> [Task goal] Copy each of the rows below word for word, leaving out the pictures.

Pointing dataset excerpts:
▬▬▬
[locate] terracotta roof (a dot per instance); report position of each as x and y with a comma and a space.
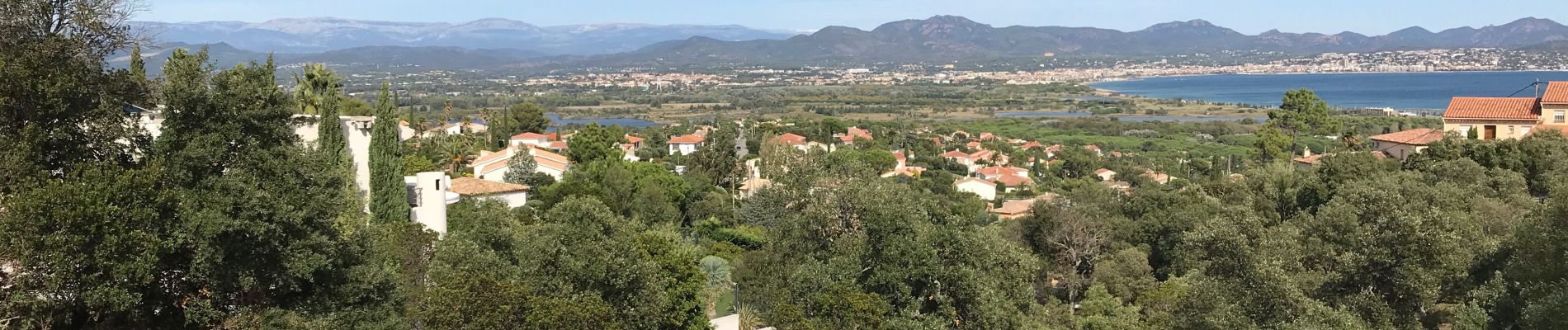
531, 134
687, 139
494, 155
479, 186
1013, 180
1419, 136
1559, 129
792, 139
1001, 171
1556, 92
968, 180
1491, 108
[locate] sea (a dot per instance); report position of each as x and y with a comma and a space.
1399, 91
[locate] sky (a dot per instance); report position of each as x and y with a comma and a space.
1247, 16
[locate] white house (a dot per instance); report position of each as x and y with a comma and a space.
1106, 174
686, 144
982, 188
428, 197
493, 165
479, 188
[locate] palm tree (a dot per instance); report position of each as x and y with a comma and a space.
717, 272
314, 85
455, 149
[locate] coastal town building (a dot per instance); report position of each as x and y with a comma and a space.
686, 144
1404, 144
1509, 118
485, 190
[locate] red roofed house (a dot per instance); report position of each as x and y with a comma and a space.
1402, 144
531, 139
494, 165
1496, 118
686, 144
1106, 174
853, 134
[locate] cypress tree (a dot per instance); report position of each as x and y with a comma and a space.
388, 195
139, 69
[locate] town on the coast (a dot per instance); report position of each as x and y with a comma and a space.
210, 165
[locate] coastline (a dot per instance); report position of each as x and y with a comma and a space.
1424, 99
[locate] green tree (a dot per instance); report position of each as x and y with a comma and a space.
522, 169
62, 108
595, 143
319, 91
388, 191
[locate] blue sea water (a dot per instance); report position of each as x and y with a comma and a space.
1400, 91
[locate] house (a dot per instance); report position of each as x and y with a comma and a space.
529, 138
477, 188
993, 172
977, 186
853, 134
455, 129
1019, 209
686, 144
907, 171
1013, 182
750, 186
493, 165
1509, 118
1118, 186
1106, 174
428, 197
1402, 144
1158, 177
631, 146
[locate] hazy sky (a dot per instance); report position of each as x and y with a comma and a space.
1247, 16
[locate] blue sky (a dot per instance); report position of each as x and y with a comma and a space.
1247, 16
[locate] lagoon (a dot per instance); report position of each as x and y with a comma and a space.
1400, 91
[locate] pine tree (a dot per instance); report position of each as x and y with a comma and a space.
522, 169
139, 69
388, 193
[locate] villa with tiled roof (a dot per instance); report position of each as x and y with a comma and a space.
1507, 118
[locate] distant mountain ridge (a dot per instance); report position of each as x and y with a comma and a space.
944, 38
328, 33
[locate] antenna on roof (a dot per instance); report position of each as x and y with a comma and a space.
1533, 85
▬▬▬
> [Complete response]
[locate] terracotta roof (a dot per instance); report position of each as x and y with a comma and a space.
531, 134
687, 139
494, 155
479, 186
1013, 180
1419, 136
1559, 129
792, 139
1001, 171
1556, 92
968, 180
1491, 108
[locate] sea (a dot per instance); report position of each as x and y with a comma and a space.
1399, 91
[locate] sky (a dot per instance); report position of each as x and y with a comma and a space.
1247, 16
[locate] white house (a dot per instance); report position of each as x and y with a comma and a space.
1106, 174
686, 144
982, 188
428, 197
493, 165
479, 188
[locate] palm tree (a dot per instance); report position of each as x and y with a comma and a space.
717, 272
314, 85
455, 149
[locate] coastal town building (a dot per instance); report position of each as x and y with a comma and a space.
686, 144
1404, 144
1509, 118
485, 190
[locate] red roofed house (a dot per instance); report position of each as x and y with a comma and a space.
1402, 144
531, 139
494, 165
1496, 118
686, 144
1106, 174
853, 134
[locate] cypress tree (a dot per instance); report position of each as x and y with a comma and a space.
388, 195
139, 69
[locate] town on the coast (a dot per instance); report position of each as x and y with a comma and a space.
210, 165
[locate] coastline (a dot per instance); report position of each as x and y with a comma and a space.
1424, 99
[locate] green tree (a dot per instance); report position of each as x and y with a comma and a space.
522, 169
62, 108
595, 143
319, 91
388, 191
[locate] blue sea water (a dot per instance); report position of each as x and y with a comma and a space.
1400, 91
[locate] house (a dot per instance); report position of each as x and y with a comma and a space.
529, 138
477, 188
993, 172
977, 186
853, 134
455, 129
1019, 209
686, 144
907, 171
1013, 182
750, 186
493, 165
1509, 118
1118, 186
1106, 174
428, 197
1402, 144
1158, 177
631, 146
[locate] hazy sky (a dot per instance); report position of each as x and y with a comma and a space.
1247, 16
[locate] blue sky (a dot per instance); report position of each as x and y with a comma and a space.
1247, 16
[locate] lagoon (a dot per instance); report position of each as x and y with a comma and a space.
1400, 91
[locate] pine tree (a dot per instance); report position of each as x and y with a comma and a space.
522, 169
139, 69
388, 193
[locate] villa with tiled roof (a dot per instance); report position of each as x and y with a comma and a space.
1507, 118
[locate] distant mountain ridge (a dot per instance); report position of each as x and y with a comma and a space.
944, 38
328, 33
[locate] antenna on roof (a dot per instance); report position of each as x and y with a comma and a space.
1533, 85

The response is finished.